WHAT YOU SHOULD DO:
Please answer from the text on anosmia and hunger: what does it say secretes leptin?

READING TEXT:
Effect of Anosmia on Hunger

    In the literature with which I am familiar anosmia is frequently associated with a loss of anosmia.  If food has no more pleasurable flavor, why eat.  But I have corresponded with many anosmic persons who say that after becoming anosmic they ate more than they did earlier, apparently in an attempt to get the pleasure that anosmia robbed them of.  Another way to think of this is that the pleasure of eating is reduced but not totally eliminated by anosmia, so they overeat in an attempt to get more pleasure.  I count myself as one of those overeaters.  Also, when anosmic I increased my use of hot peppers to get more sensation from eating.  One possible explanation for overeating in some anosmic persons is "afferent inhibition of hunger."

    The regulation of hunger is quite complex.  When the brains detects that levels of nutrients in the blood decline or there is a decline in leptin, which is secreted by fat cells, the brain turns hunger on.  But what turns hunger off?  The brain could just wait until levels of leptin or blood nutrients returned to their normal levels, but if we kept on eating until that happened we would be eating too much. The brain needs to be able to turn off hunger after we have eaten just enough, which is generally well before the food is digested and excess nutrients converted to fat. There are a number of afferent inhibition systems that monitor eating and turn off hunger after enough has been eaten but before it is digested. “Afferent” means from the outside to the brain, so afferent pathways are sensory pathways. Signals from the muscles involved in chewing and swallowing and from stretch and food detectors in the stomach tell the brain how much has been eaten, and, when enough has been eaten, the brain turns off hunger, temporarily. If normal levels of leptin and nutrients in the blood are not restored after a while, then hunger is turned back on.   Researchers cut an esophageal fistula (hole) in the throats of each of several dogs, so that food that they ate would not reach their stomachs. Such dogs did stop eating after eating about as much as they normally would - the afferent inhibition from chewing and swallowing was effective in turning off hunger - but, since the nutrients were never absorbed into the blood, the hunger returned after a half hour or so.

INFORMATION PROVIDED:

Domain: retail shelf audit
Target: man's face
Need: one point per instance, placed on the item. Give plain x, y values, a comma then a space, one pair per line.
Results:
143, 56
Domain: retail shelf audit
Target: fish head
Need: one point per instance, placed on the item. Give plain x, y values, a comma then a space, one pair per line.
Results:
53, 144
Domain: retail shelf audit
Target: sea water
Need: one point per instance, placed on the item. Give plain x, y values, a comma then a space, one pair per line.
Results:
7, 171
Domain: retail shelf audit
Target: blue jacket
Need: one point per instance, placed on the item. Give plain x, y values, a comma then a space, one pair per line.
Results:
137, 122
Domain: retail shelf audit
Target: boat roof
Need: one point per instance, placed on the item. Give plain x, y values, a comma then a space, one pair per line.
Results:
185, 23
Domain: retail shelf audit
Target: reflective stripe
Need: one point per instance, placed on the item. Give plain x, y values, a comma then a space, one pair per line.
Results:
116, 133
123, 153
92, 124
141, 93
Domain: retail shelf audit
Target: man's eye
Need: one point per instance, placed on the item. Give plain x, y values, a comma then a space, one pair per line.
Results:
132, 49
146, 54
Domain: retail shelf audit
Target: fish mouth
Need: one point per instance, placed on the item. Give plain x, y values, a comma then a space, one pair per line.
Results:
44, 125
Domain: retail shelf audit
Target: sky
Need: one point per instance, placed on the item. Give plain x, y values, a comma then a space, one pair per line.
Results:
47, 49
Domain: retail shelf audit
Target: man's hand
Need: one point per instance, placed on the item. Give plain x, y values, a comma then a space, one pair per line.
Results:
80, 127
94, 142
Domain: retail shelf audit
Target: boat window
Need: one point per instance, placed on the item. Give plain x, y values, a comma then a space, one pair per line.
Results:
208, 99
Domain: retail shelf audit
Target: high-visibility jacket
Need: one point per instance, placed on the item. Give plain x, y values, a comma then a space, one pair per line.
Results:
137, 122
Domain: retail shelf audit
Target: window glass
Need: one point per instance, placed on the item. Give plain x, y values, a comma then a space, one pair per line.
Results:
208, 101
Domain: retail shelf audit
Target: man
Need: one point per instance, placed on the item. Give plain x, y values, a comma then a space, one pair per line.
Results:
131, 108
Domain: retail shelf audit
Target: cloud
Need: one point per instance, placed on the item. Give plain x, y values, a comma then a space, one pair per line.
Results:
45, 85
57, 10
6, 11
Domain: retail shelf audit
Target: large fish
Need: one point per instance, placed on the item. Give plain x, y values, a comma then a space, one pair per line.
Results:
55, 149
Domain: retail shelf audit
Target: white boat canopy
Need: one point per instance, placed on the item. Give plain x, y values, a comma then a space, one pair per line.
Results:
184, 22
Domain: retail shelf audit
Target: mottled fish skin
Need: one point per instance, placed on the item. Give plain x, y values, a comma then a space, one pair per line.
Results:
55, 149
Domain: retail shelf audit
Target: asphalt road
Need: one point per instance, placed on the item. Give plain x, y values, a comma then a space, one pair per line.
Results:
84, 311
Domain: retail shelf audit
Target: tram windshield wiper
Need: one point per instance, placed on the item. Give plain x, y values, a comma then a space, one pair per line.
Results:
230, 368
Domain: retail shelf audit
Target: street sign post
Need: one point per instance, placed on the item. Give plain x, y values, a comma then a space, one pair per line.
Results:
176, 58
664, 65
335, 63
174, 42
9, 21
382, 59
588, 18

RESULT OF THIS TASK:
Fat cells secrete leptin.